PAGE EXCERPT:
>> BEGIN

Like most books, this one was inspired by many different things. Breath Like Water is about an elite swimmer trying to make it to the Olympics. I was a competitive swimmer through my childhood and adolescence, so while I was never anywhere near as good as Susannah is, I always wanted to write a book about swimming and swimmers. But the two main characters popped into my head while I was falling asleep one night. I hopped out of bed, quickly jotted down some notes about them, and then went back to sleep. The next day, I started building a story around them. It's very different than the story the book tells today, but there are still little bits of that first story here and there, and the characters remain very much the same as they were when my brain dreamed them up seven and a half years ago.



YABC:  Who is your favorite character in the book?

The character I feel the most connected to and have the most in common with is definitely Susannah, the main character. But my favorite character is her best friend/boyfriend, Harry. He's sweet and funny and loyal and smart and brave and charming, while also being really complex and sort of secretive and evasive and heartbreaking. I really loved writing him and spending time with him. He's definitely the character I'm fondest of and miss the most now that the book is done. But Susannah is a very, very close second, because she's a woman after my own heart.



YABC:  Which came first, the title or the novel?

The novel for sure. It spent the first maybe four or five years of its life with a different title, and then the next two or so years of its life with yet ANOTHER title before we decided on this one pretty late in the process. It wasn't called Breath Like Water until it was pretty much finished.



YABC:  What scene in the book are you most proud of, and why?

I feel like any straight answer to this would be a spoiler, but the scene that comes immediately to mind is the final scene before the epilogue. It's common for novels to have a final climactic "battle" scene, and in a book about swimming, where there is a specific race that the entire book--and the main character's entire life--has been building toward, you would think that the battle scene would be that race. But I actually think the final battle for Susannah comes after the race when she confronts her emotional demons. That scene contains my favorite line in the book, which I gave to the villain; it's so heartbreakingly true and only that person could say it.

>> END

Entries excerpted from a collection
>> BEGIN

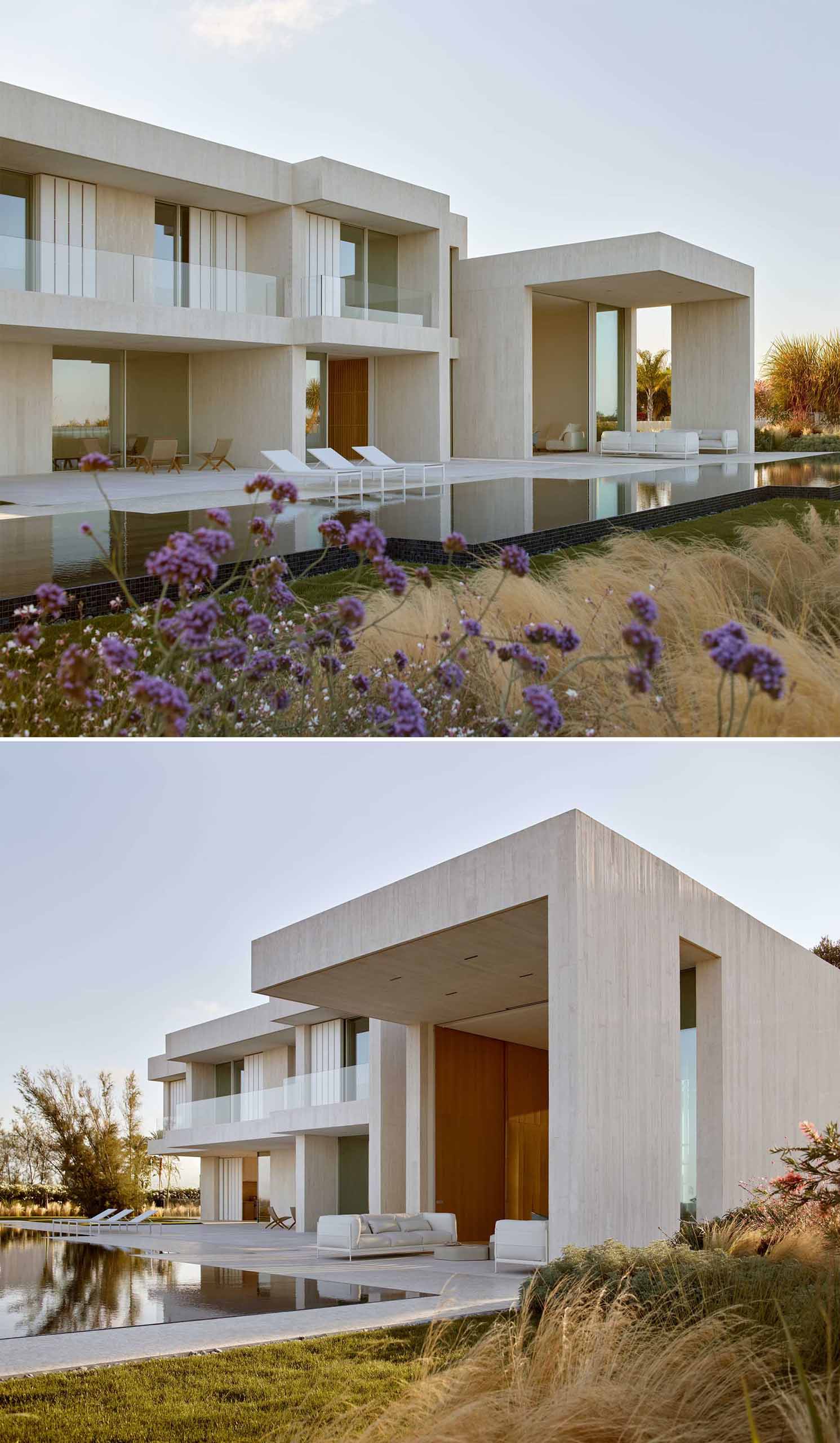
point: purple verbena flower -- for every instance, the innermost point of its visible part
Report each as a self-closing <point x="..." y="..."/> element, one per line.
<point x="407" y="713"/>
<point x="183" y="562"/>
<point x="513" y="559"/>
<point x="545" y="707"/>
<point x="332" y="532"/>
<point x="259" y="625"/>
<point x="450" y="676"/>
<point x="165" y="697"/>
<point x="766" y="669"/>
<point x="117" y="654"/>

>> END
>> BEGIN

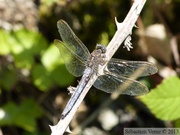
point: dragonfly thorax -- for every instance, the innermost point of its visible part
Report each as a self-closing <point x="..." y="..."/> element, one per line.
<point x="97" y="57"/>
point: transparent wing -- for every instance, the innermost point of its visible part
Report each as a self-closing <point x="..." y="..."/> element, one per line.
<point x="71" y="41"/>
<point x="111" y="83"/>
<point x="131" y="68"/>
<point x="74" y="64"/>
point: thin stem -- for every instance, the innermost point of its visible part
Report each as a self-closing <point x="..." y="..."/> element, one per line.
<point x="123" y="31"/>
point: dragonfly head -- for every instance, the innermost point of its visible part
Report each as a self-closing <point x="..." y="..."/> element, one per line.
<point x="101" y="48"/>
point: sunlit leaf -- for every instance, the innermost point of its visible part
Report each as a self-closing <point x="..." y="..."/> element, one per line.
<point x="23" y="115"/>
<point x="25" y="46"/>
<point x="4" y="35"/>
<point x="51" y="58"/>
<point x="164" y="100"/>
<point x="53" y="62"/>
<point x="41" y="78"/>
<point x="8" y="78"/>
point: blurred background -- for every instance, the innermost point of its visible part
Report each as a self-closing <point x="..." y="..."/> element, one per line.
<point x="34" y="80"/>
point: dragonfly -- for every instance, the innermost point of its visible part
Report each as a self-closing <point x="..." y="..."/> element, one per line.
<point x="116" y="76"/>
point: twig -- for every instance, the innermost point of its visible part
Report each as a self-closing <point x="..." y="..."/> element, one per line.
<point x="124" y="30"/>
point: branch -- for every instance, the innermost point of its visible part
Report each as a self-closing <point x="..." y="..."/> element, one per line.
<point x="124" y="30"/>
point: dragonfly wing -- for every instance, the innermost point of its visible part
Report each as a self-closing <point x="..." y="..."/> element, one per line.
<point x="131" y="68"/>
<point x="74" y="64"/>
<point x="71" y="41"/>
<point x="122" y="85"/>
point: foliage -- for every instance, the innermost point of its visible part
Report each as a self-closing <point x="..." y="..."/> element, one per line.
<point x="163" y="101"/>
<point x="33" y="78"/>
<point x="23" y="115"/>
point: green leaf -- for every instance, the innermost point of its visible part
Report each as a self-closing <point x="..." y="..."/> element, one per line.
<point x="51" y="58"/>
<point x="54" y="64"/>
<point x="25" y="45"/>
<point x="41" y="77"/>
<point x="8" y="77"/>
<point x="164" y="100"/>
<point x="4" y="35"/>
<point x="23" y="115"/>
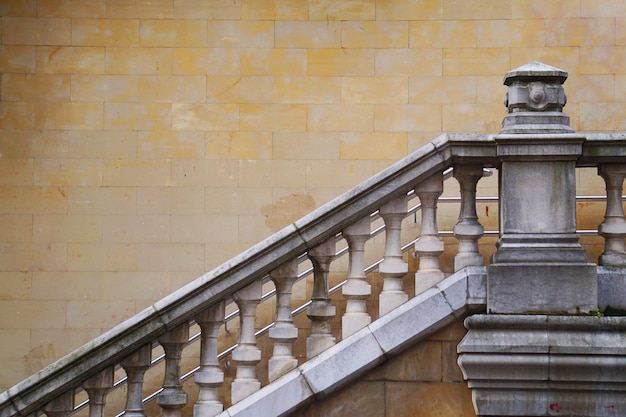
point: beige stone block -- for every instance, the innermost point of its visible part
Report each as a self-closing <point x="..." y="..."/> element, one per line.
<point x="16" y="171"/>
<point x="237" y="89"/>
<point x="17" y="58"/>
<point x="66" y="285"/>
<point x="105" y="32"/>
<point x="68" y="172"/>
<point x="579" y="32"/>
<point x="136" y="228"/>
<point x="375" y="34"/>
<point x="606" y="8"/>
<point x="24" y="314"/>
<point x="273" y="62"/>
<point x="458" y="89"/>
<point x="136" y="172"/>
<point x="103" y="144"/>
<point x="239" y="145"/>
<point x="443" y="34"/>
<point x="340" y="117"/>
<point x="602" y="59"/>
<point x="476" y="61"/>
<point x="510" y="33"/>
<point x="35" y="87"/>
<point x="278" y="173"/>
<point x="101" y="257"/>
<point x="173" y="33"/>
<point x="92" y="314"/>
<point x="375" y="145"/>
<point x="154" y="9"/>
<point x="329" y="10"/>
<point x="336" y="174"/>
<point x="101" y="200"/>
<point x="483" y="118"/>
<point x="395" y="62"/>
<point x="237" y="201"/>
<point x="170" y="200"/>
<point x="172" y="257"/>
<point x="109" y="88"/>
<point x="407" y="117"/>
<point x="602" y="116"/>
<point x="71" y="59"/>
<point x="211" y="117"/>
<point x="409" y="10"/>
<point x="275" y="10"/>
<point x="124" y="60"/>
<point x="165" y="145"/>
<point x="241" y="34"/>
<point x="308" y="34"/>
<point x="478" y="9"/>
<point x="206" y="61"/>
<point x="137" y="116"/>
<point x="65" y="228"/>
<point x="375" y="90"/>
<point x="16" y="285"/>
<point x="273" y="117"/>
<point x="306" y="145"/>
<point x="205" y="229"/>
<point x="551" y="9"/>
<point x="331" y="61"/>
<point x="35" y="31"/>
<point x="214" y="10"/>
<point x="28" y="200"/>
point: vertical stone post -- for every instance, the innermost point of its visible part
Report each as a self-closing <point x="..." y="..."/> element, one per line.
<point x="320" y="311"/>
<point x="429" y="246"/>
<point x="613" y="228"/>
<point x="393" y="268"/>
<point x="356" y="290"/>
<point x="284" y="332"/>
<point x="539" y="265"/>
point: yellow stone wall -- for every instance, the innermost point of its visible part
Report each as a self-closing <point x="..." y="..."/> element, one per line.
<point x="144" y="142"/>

>> END

Pick up the author interview about Breath Like Water after its final answer and continue it.

WRITTEN ANSWER:
YABC:  Thinking way back to the beginning, what’s the most important thing you've learned as a writer from then to now?

The most important thing I've learned is to write for yourself. If you write to fit into a certain trend, or chase someone else's success, or get rich, or get famous, or have a book made into a movie, or have a book win an award, you will more likely than not be disappointed and frustrated the whole way through. The best books are the ones that come from a place inside that is earnest and honest and true. If you can write from that place, and do it for yourself, then bad reviews or an indifferent world won't matter as much, because you'll still be happy with what you've done. But this is the sort of thing every writer needs to learn for themselves. I can say it, and people can nod their heads, but everyone gets there when they get there. 



YABC:  What do you like most about the cover of the book?

There's so much to love. The characters look just as I imagine them to look, which is always fun for an author, I think--to see your characters come to "life," even as an illustration! I also love that the way that they're drawn is so emblematic of their relationship. The fact that they're reaching toward each other, but not quite touching, represents their connection--that attraction and desire that compels them towards each other, to connect--and also the difficulties and challenges they face in actually getting all the way there. But they're so close to touching that it's easy to imagine it happening in the very next second, so there's a lot of hope and promise for what's ahead.



YABC:  What new release book are you looking most forward to in 2020?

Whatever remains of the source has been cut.